> _Assigned task_:
Word for word, restate every record, though not the pictures.

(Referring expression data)
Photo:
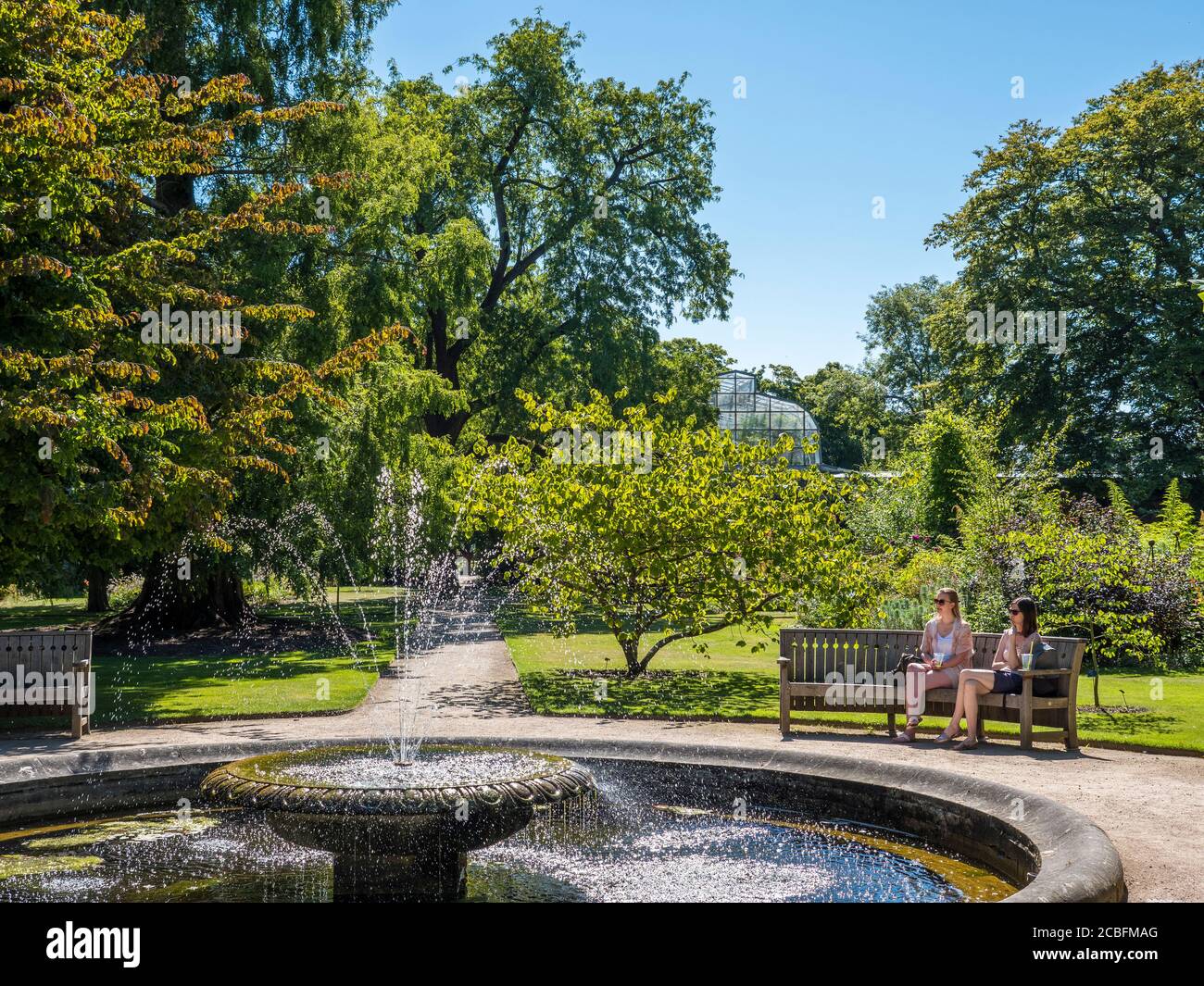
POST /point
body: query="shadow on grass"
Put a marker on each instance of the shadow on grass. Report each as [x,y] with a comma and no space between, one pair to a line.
[694,693]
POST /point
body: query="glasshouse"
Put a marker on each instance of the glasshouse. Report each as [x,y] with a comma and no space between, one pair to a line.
[755,417]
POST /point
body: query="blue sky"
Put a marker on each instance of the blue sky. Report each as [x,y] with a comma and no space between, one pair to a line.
[846,101]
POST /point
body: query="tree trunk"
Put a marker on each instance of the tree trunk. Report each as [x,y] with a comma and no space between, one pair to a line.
[631,655]
[169,605]
[176,193]
[97,589]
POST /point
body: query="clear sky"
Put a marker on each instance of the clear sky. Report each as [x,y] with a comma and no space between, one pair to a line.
[846,101]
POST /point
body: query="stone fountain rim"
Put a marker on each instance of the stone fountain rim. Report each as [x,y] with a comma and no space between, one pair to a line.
[229,784]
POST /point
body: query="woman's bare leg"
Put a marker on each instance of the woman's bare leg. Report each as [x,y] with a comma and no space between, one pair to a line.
[972,684]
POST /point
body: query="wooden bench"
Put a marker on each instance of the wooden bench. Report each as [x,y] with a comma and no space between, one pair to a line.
[63,662]
[809,655]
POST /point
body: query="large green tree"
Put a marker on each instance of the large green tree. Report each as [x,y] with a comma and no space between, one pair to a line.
[682,535]
[116,447]
[1102,220]
[560,227]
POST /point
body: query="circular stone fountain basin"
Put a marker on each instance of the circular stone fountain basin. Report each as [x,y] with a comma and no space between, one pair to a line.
[398,830]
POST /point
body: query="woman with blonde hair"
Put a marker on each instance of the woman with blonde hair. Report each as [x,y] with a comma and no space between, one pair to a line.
[947,648]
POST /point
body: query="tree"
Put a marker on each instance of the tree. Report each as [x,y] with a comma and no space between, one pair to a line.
[847,406]
[1102,221]
[116,443]
[684,536]
[287,51]
[562,224]
[902,354]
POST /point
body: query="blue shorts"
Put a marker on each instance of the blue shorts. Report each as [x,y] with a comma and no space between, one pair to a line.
[1008,682]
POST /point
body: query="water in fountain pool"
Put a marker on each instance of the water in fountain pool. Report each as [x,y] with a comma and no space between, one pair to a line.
[625,846]
[437,768]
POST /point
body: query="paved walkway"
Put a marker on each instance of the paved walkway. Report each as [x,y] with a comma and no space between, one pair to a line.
[1150,805]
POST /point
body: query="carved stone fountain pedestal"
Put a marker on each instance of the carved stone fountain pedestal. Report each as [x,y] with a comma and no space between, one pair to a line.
[395,841]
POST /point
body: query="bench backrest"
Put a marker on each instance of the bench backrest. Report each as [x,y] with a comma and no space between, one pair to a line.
[815,652]
[51,653]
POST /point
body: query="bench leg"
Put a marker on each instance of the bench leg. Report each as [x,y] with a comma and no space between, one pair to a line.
[1026,716]
[784,696]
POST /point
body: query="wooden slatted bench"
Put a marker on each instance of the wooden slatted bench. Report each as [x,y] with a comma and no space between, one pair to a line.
[809,655]
[63,662]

> _Written response_:
Photo:
POST /point
body: query="shadow on grass"
Put a marker on each instance of the shadow on grass. Report each as [x,y] with a comma and no space between, one pair to a line.
[694,693]
POST /point
body: query="glasshouse"
Put a marker on each instance of the glasshouse. Report each as [x,y] with a comma and no space between, one pair to a line.
[755,417]
POST /point
body: query="blue sky"
Put a marker on each instance of the blue sky. Report each as [x,y] with a comma and no space between, one pair to a line.
[846,101]
POST /point
body: query="tree trunk"
Put a marker on each instance of the tree trunk. Report each as [x,y] with a comma and no space between, one pair to a line.
[631,655]
[169,605]
[176,193]
[97,589]
POST /point
body: query="clear sky"
Put a marker on each instance of the clear sky. Report each as [x,y] with a comma and no space between, one pair to a line.
[846,101]
POST /point
body: query="stone fountain rim"
Put a marker on each instance of the stone fountain rim. Report each as [x,y] with a comma and no space between, one pair to a line.
[229,784]
POST /point
body: query="woman's bare leg"
Put a marker on each instance of the woman's bare leg. Report each as [x,y] with a comma and no space between, one pair to a line.
[972,684]
POST /point
body: query="wooden bench"
Put a marker on each instance of the wooden bench. Report each as [x,y] with a comma and no space between, one pair to a line.
[63,662]
[809,655]
POST /point
body: query="large green tree"
Put a marker on each instance of the large green tree. Report each as [x,y] with a comma and no space between, one pair to a line.
[682,535]
[116,447]
[1102,220]
[560,227]
POST /point
body: query="circular stone fountain basin"
Put a marker on each instance of the circular stone fountain basin. Report each as [x,y] with a comma and no space between, one pair to a line.
[398,830]
POST /point
body: query="woman with blonde hair"
Put a marker on each instance of the woman with blonde hair. Report each as [x,y] with a comma and no space between, one pair to a line.
[947,648]
POST /point
body: query="tree"
Put a marker on each instance of the tree. Report each as [x,y] with a comma and no space between, one pair to a line.
[847,406]
[1102,221]
[116,443]
[684,536]
[287,51]
[562,224]
[902,354]
POST /point
body: query="blue shorts"
Put a marker on each instance of the blue shorts. Report each as [x,y] with a comma and no space between, one pair to a line.
[1008,682]
POST /point
body: query="water in fountain pool"
Put a marker on each instance of the water in fountain pool. Report each as [x,y] with a comma and no space between, one pair to a line.
[625,846]
[437,768]
POST /point
body: query="paved walkway"
Put a marker on each instance of the paved walkway. Report each as [x,y] with a comma and no space between, one pair to a line.
[1150,805]
POST /point
body: query="carved stone fountain pedestal"
Put a marker on each instance of the carved stone fountain pedestal. Report each as [x,y] with a comma and no space between, one pair to a line.
[395,841]
POST /point
body: query="bench backrest"
Put a marker on each instance of the bench backrest. Report each as [x,y] with a comma and no space between, one pair to a line.
[815,652]
[51,653]
POST /point
body: query="bench leg"
Put a marker on each instance of the bench leg. Report each as [x,y] with a comma and no space between, one pair to a line.
[1026,716]
[784,696]
POST /point
body: query="wooden slatted bench"
Put a marker on each instance of the wooden slatted bench. Report each as [x,y] with a comma and no space between, one pair to a line.
[809,655]
[63,662]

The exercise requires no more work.